Fragezeichen zur Inklusion in Niedersachsen
Hannover: Im Schatten der Berichterstattung über die mittlerweile gescheiterten Sondierungsgespräche für eine Jamaika-Koalition auf Bundesebene haben die Verhandlungspartner aus SPD und CDU in Niedersachsen die Verhandlungen für eine große Koalition abgeschlossen. Einen Rückschritt bei der bildungspolitischen Inklusion sieht der Sozialverband SoVD in den Beschlüssen dieser großen Koalition in Niedersachsen. Bei den kobinet-nachrichten sind dazu weitere Stellungnahmen eingegangen.

******************************

AUFGABE A:
Ermittle, in wie vielen Zeilen der Datensätze die Zeichenfolge „blue“ vorkommt, und gib nur diese Zahl an. Groß- und Kleinschreibung wird dabei unterschieden.
Die Datensätze haben mit dem Textauszug nichts zu tun.

DATENSÄTZE:
******************************

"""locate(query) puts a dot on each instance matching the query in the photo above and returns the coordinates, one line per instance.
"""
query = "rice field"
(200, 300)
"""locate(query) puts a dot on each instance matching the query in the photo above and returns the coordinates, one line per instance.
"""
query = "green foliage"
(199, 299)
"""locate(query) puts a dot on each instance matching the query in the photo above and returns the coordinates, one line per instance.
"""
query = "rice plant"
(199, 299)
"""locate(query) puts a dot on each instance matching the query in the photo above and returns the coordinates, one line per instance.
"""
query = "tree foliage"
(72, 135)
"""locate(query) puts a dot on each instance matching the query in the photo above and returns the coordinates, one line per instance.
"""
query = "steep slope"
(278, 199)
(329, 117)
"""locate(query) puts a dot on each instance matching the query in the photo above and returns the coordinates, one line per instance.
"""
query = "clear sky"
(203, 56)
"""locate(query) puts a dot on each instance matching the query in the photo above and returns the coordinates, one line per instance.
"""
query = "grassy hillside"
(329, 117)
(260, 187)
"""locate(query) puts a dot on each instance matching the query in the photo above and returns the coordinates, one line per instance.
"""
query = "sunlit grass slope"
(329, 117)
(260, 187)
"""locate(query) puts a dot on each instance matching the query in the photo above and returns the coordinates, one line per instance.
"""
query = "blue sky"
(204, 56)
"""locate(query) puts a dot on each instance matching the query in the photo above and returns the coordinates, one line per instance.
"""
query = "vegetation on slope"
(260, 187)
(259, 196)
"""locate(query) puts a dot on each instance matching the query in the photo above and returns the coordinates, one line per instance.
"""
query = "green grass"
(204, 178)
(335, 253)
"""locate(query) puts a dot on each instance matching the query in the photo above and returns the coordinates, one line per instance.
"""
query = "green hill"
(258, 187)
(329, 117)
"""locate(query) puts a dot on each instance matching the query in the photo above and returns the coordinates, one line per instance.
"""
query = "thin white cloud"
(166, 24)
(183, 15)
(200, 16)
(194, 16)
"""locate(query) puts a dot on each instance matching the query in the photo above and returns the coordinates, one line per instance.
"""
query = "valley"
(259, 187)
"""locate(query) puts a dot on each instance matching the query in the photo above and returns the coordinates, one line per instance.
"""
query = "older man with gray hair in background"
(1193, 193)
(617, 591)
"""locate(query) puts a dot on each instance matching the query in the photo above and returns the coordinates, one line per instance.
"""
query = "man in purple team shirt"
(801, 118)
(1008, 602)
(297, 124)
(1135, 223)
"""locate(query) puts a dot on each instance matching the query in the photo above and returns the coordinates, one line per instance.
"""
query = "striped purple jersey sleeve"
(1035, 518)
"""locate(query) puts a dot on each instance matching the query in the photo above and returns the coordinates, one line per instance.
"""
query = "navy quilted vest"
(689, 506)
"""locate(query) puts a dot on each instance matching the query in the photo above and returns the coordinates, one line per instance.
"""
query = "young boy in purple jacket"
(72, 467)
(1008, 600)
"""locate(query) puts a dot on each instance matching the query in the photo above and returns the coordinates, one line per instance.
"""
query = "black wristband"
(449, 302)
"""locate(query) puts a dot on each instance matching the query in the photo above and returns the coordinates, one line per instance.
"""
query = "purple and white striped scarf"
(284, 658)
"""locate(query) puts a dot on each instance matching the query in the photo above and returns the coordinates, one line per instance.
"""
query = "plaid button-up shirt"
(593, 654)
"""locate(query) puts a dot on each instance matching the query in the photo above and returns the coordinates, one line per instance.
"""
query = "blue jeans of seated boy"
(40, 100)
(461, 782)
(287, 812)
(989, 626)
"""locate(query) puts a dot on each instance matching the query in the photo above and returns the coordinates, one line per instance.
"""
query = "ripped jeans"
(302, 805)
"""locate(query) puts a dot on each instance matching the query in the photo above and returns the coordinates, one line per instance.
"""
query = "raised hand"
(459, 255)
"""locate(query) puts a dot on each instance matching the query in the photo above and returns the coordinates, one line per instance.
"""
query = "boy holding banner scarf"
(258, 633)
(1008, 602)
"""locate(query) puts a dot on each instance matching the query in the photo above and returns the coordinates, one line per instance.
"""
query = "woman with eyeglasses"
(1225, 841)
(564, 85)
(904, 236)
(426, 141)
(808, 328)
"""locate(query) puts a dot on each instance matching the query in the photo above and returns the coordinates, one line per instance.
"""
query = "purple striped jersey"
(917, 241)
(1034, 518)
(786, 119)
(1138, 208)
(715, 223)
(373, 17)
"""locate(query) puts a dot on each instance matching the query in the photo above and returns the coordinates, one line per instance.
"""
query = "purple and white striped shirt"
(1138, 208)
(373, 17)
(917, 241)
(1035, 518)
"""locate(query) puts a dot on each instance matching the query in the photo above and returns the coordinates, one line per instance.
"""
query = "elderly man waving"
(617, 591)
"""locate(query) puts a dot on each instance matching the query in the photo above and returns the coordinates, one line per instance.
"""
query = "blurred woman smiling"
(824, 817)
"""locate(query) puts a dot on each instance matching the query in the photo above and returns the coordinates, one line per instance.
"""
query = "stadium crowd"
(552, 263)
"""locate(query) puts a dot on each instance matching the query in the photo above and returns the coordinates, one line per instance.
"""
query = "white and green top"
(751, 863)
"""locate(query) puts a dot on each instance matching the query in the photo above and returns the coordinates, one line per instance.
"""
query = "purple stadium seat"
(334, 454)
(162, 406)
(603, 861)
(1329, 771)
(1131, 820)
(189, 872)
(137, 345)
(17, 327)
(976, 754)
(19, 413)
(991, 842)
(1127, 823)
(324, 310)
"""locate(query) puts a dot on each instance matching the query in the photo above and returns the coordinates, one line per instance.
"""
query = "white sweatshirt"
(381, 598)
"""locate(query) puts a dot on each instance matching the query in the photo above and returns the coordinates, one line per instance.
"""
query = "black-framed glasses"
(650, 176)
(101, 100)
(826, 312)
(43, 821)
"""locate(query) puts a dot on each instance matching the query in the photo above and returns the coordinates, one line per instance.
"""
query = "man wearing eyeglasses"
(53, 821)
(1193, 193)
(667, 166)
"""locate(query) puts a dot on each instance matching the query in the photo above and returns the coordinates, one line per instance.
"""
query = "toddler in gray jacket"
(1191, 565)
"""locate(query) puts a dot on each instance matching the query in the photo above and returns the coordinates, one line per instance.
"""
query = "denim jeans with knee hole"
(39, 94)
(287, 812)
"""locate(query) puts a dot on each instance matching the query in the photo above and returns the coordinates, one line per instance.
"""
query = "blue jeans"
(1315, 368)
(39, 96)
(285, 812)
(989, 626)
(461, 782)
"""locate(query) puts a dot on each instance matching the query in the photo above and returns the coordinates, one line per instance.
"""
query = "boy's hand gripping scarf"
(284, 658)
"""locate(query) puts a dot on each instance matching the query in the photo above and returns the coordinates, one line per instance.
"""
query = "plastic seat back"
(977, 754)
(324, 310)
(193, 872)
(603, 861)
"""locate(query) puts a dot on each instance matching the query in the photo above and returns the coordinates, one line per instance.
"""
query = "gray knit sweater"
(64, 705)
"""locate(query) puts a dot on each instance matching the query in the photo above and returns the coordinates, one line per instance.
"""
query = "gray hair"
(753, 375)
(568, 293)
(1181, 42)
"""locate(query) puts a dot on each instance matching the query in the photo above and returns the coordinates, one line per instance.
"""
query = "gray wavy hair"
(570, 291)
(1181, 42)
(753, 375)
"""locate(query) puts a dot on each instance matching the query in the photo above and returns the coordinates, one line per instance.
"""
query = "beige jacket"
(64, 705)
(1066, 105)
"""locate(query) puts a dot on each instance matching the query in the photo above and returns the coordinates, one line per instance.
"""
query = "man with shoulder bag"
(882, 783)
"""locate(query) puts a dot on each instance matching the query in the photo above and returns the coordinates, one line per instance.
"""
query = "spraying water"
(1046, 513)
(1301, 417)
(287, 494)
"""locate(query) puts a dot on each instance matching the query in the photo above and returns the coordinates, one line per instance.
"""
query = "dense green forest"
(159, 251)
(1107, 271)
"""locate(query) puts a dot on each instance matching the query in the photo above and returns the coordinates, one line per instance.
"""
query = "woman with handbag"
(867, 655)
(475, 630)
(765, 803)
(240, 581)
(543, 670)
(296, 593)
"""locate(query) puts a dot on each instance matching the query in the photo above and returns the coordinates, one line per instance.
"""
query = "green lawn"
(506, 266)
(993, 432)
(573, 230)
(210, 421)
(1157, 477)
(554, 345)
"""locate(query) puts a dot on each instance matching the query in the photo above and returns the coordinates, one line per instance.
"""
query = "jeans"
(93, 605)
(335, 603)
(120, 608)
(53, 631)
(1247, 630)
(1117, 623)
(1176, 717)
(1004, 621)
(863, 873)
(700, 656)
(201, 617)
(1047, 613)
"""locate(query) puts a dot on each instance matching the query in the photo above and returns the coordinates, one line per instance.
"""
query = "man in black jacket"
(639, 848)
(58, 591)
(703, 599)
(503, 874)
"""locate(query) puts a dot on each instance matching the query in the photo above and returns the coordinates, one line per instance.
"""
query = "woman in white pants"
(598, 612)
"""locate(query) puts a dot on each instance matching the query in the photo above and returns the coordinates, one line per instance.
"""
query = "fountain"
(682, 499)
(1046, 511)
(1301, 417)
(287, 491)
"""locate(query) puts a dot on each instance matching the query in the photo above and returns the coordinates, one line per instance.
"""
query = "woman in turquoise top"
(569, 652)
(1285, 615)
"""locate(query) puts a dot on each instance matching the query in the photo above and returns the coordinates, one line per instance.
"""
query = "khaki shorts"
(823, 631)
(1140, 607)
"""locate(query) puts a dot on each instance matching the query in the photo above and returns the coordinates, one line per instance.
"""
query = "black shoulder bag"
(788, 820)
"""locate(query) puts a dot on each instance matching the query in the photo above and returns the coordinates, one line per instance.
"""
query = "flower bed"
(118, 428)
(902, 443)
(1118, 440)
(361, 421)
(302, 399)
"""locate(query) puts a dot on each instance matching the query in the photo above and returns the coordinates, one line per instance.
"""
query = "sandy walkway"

******************************

AUFGABE B:
Stimmen die folgenden Aussagen mit dem Textauszug zur Inklusion in Niedersachsen überein? (i) SPD und CDU haben in Niedersachsen die Verhandlungen für eine große Koalition abgeschlossen. (ii) Die Sondierungsgespräche für eine Jamaika-Koalition fanden auf Landesebene statt. (iii) Der SoVD sieht in den Beschlüssen einen Fortschritt bei der Inklusion. Beantworte jede Aussage mit ja oder nein und zitiere dazu die entscheidenden Worte des Textauszugs wörtlich.

ANTWORT A:
3

ANTWORT B:
(i) Ja: „haben die Verhandlungspartner aus SPD und CDU in Niedersachsen die Verhandlungen für eine große Koalition abgeschlossen“
(ii) Nein: „Sondierungsgespräche für eine Jamaika-Koalition auf Bundesebene“
(iii) Nein: „Einen Rückschritt bei der bildungspolitischen Inklusion sieht der Sozialverband SoVD“